Provided text:
———

Ms Diana R. Johnson: The worrying thing for me as a Minister is that we do not have full data sets; we do not know about who is educating their children at home. The figures that we are looking at-perhaps 20,000 or 25,000-are estimates. There was work done by York Consulting a few years ago, trying to give figures, and even that body found it difficult. So, I think it would be very helpful to know who is home educating and what numbers we are actually talking about, and then as a Government we can feel confident that we know who these children are and be satisfied that they are getting a good education.

The only worrying thing here is that these people think they have a right to measure everything. Do they imagine, because ‘they do not have data’ that they should be measuring the amount of food children eat? Perhaps they do, and the only reason why they do not legislate for it is that it is not technically feasible. As a Government, you need to fell confident that you are properly serving the people who are already in your schools. This cannot be overstated. You are FAILING to educate millions of children.

Chairman: That does seem sensible. Annette, back to you.

It only seems sensible to people without morals or common sense.

Q25 Annette Brooke: I want to probe on registration and I will perhaps put my cards on the table: I am actually in favour of a simple registration scheme because I don’t want children disappearing below the radar.

This is nonsense reasoning, driven by a complete misunderstanding of what Home Education is. Home Educated children are NOT BELOW THE RADAR. They are known to their doctors, their community etc etc. This is just nonsense, and what infuriates Home Educators is that these ignorant people trot out this crap and are never pulled up on it at the time they are spewing it.

I think that point is important. However, I wonder if we could just look a bit at the applications for registration. Surely it is going to be fairly clear-cut that a local authority will have a right to refuse registration on the grounds of child protection, and presumably there will be a right of appeal because that would be a British justice situation. Can I ask you about the appeals process that might have been thought of?

———

Extracted records:
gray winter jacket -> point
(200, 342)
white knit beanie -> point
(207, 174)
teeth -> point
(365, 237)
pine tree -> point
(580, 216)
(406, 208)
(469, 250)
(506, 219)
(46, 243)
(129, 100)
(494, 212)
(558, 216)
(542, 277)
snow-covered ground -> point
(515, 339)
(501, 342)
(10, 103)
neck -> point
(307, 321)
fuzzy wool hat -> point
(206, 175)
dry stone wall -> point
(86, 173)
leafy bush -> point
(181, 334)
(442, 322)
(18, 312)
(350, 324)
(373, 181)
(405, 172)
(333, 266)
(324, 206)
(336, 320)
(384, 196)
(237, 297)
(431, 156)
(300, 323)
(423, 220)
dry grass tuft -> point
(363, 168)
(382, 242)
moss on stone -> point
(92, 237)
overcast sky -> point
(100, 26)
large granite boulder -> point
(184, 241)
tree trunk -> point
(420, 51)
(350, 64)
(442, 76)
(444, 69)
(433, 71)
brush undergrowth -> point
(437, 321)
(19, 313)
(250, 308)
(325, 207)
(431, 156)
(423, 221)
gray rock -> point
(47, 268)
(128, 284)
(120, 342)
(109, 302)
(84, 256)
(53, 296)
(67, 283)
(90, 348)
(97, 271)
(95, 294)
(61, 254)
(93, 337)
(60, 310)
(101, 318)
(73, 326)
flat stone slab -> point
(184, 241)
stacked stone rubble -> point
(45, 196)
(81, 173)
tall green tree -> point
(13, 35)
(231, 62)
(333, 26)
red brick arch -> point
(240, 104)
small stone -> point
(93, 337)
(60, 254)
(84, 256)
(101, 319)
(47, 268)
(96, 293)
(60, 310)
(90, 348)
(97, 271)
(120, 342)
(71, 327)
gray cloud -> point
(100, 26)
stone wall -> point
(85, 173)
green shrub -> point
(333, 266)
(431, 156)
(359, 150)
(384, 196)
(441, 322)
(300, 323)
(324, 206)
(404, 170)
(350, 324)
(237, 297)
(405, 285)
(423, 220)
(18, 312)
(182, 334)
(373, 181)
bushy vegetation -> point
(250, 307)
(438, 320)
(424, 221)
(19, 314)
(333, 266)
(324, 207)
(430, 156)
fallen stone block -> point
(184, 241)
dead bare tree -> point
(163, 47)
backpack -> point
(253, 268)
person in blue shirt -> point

———

Short exercise:
Which words in the home education passage run from the part that opens with "This is nonsense" and closes with "been thought of?"? Quote that span verbatim.

Solution for this exercise:
This is nonsense reasoning, driven by a complete misunderstanding of what Home Education is. Home Educated children are NOT BELOW THE RADAR. They are known to their doctors, their community etc etc. This is just nonsense, and what infuriates Home Educators is that these ignorant people trot out this crap and are never pulled up on it at the time they are spewing it.

I think that point is important. However, I wonder if we could just look a bit at the applications for registration. Surely it is going to be fairly clear-cut that a local authority will have a right to refuse registration on the grounds of child protection, and presumably there will be a right of appeal because that would be a British justice situation. Can I ask you about the appeals process that might have been thought of?